> ENUNCIADO
Localiza en las filas cada línea que contenga la palabra "pink" y cópiala entera.

> DATOS DE ENTRADA
..............................

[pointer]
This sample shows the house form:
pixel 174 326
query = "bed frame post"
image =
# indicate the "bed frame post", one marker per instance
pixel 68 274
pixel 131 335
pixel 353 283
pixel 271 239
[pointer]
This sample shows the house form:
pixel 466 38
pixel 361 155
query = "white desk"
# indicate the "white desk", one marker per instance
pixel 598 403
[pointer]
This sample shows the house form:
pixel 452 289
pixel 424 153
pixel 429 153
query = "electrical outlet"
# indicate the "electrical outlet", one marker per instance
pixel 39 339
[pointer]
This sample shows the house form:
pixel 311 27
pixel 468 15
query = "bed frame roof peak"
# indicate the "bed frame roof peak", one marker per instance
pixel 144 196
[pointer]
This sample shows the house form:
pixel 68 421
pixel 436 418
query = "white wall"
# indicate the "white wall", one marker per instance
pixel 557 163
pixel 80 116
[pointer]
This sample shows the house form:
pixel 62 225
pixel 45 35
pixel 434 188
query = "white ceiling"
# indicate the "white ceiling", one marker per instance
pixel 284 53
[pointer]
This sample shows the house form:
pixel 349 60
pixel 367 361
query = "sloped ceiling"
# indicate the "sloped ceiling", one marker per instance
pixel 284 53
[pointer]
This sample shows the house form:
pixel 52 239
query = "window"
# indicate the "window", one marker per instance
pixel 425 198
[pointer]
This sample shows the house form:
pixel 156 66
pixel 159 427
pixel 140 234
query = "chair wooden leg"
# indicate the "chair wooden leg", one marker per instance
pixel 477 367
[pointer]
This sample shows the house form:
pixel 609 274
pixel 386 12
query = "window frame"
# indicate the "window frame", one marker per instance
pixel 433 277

..............................

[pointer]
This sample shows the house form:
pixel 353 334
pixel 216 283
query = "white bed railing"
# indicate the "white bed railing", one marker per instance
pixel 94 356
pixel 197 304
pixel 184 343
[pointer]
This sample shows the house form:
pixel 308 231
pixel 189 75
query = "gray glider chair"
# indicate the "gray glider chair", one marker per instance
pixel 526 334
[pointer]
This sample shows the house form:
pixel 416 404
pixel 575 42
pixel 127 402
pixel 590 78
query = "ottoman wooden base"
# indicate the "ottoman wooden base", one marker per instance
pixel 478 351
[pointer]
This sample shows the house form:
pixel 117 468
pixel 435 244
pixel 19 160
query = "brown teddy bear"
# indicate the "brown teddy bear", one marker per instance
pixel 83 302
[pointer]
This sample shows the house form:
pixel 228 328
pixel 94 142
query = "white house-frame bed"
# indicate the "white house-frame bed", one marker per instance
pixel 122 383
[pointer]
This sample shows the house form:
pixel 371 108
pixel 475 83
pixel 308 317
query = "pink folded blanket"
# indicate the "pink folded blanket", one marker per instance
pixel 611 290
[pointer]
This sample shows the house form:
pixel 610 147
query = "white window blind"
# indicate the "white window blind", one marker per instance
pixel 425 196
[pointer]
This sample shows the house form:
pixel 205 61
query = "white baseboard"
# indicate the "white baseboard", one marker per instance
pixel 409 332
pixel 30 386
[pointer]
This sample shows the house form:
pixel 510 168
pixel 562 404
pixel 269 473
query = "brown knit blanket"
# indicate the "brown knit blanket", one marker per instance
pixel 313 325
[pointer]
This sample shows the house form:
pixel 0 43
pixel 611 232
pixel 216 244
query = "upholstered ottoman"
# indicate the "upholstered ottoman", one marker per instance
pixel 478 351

..............................

> RESULTADO DEL EJERCICIO
query = "pink folded blanket"
# indicate the "pink folded blanket", one marker per instance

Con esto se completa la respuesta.